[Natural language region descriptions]
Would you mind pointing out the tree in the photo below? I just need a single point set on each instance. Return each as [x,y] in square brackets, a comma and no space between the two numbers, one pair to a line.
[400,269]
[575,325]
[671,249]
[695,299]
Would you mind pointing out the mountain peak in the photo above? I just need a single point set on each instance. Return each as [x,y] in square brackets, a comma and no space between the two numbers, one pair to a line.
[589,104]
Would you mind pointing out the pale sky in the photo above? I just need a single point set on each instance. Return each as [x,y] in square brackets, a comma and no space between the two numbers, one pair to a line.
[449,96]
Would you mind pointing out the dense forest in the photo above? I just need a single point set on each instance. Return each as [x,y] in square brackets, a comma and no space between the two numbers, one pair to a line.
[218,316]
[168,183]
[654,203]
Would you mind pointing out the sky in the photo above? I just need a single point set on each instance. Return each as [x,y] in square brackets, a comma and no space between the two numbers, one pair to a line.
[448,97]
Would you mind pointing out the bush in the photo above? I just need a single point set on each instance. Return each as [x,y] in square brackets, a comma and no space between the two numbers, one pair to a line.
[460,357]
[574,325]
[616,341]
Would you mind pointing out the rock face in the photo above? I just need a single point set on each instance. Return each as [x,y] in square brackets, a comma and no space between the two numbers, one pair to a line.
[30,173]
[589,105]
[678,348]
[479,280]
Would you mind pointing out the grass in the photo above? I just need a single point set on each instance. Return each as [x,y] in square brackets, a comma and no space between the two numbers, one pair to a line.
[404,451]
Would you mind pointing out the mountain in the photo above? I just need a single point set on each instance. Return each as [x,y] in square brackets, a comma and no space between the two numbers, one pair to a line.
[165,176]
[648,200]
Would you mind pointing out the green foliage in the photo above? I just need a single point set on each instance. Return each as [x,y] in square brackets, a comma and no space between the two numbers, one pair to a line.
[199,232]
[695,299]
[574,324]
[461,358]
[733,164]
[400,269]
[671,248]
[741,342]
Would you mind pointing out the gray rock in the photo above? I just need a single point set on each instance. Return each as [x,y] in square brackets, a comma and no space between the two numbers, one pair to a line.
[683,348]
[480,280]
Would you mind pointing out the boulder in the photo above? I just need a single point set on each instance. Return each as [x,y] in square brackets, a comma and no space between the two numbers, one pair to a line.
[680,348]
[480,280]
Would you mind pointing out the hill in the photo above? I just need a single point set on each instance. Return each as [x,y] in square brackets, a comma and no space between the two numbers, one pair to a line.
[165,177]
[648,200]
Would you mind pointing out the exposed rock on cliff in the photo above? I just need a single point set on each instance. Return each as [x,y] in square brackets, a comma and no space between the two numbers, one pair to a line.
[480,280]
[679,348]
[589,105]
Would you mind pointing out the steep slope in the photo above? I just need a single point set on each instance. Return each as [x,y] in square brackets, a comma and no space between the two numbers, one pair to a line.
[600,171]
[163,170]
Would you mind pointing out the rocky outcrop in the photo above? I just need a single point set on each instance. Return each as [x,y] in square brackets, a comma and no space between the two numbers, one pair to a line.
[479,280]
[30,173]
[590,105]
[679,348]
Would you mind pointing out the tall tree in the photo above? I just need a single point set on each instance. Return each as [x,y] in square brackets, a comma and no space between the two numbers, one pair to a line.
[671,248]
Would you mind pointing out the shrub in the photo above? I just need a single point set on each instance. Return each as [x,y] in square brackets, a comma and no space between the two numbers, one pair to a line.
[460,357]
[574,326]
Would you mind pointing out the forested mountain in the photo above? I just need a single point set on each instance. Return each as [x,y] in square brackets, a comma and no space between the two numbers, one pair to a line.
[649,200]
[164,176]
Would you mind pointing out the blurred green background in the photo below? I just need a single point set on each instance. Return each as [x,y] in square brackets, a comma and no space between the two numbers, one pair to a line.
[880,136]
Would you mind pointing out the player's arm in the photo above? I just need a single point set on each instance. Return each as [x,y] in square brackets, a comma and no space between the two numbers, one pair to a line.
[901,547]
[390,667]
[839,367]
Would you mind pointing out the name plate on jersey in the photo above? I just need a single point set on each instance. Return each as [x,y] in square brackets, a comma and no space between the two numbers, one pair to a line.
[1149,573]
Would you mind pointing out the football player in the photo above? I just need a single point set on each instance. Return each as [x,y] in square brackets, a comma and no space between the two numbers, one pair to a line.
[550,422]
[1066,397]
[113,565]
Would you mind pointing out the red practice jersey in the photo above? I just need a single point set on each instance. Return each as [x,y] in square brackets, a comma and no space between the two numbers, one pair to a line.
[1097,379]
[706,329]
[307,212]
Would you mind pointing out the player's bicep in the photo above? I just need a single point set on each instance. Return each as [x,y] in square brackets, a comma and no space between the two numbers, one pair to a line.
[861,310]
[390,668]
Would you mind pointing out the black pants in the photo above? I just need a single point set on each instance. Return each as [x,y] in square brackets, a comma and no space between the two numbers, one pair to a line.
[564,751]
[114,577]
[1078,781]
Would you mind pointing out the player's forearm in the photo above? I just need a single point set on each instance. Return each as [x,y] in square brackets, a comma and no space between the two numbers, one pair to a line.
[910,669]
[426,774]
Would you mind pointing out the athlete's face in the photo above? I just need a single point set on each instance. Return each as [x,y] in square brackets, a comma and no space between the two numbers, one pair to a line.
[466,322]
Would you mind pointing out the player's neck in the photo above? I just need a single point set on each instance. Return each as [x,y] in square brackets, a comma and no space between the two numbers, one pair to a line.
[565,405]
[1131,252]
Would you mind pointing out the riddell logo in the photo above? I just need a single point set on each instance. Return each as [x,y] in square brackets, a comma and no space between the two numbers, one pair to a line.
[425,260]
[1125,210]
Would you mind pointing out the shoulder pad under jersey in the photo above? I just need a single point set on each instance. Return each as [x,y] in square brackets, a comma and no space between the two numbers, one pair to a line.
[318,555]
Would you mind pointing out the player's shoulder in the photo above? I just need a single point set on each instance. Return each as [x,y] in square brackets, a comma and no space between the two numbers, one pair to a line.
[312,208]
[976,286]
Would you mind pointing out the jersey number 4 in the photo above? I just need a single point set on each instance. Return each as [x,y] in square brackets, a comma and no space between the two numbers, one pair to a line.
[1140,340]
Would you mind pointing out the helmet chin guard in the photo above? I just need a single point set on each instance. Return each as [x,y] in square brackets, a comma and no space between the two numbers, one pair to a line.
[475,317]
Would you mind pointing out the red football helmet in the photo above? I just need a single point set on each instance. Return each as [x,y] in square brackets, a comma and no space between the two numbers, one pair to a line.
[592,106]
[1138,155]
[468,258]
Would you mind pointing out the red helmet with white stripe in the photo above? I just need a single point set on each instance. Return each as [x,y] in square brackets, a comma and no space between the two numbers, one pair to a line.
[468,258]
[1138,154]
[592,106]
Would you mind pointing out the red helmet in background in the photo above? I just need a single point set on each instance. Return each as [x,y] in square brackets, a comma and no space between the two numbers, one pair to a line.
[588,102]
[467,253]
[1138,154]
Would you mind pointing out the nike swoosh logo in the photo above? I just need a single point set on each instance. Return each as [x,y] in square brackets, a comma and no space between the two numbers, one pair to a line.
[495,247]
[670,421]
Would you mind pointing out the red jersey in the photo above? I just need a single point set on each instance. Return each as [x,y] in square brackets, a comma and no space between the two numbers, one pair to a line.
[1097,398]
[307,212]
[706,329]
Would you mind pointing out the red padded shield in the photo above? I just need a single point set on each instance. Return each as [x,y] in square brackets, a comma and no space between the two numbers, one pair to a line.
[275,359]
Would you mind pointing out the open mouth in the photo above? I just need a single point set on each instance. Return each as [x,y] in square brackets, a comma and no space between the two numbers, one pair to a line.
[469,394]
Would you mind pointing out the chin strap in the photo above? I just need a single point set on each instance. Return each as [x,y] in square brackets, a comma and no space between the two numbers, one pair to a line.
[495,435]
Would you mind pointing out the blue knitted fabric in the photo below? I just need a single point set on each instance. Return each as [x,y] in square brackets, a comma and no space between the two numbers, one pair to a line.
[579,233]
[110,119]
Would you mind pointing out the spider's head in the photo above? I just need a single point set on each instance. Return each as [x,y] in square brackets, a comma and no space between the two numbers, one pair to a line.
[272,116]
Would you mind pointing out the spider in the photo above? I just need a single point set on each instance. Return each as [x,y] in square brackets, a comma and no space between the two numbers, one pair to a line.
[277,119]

> Exercise requirements: Only the lines from the one bearing "Would you mind pointing out the spider's" through the end of the entries above belong in the answer, each one exactly as given.

> Response below:
Would you mind pointing out the spider's head in the photo above? I just need a single point set on each instance. Return each as [x,y] in square brackets, a comma and no space between the two numbers, one pair to a line.
[272,116]
Would you mind pointing out the spider in the photo above? I just need a single point set on each instance. Return each as [x,y] in square brackets, a comma and no space between the two numbers, one pair to a line.
[277,119]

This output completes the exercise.